What you should do
Please find the lines in the following records that hold "this", and copy them.

>>>

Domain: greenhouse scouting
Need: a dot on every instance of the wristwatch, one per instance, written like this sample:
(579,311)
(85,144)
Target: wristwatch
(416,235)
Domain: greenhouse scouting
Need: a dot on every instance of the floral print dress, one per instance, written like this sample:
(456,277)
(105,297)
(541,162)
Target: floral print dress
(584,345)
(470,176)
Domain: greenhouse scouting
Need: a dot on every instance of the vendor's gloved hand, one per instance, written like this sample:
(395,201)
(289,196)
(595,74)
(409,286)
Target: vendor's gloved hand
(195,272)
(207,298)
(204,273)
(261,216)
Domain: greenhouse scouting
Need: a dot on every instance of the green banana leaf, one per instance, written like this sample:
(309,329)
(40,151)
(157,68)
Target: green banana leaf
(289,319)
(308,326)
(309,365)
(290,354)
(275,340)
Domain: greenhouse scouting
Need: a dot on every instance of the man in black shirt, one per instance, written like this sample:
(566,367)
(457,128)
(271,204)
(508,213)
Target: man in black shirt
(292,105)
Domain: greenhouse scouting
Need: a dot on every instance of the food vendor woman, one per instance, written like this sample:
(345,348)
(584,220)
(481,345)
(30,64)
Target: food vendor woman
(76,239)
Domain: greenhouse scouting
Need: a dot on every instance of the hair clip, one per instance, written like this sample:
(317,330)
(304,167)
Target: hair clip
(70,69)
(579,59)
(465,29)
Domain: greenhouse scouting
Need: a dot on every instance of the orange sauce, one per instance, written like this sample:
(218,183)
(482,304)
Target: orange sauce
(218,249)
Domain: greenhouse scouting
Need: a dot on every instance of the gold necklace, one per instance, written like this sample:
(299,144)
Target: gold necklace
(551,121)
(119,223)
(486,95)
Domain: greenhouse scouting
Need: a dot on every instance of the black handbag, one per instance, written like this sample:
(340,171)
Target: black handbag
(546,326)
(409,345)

<<<

Reply
Need: a dot on every instance of the wristwatch, one per instance, written like this sample:
Need: a dot on every instance of the floral print dress, one per instance, written like this sample:
Need: a dot on every instance of the vendor's gloved hand, one per instance, written like this sample:
Need: a dot on every instance of the green banana leaf, one per instance, written like this sample:
Need: a dot on every instance of the man in black shirt, one per instance, written like this sample:
Need: a dot on every instance of the food vendor woman, one per instance, written like this sample:
Need: a dot on every instance of the hair clip, one per instance, written like this sample:
Need: a dot on every instance of the orange sauce, one per instance, written like this sample:
Need: a dot on every instance of the gold necklace, one per instance, written like this sample:
Need: a dot on every instance of the black handbag, one per instance, written like this sample:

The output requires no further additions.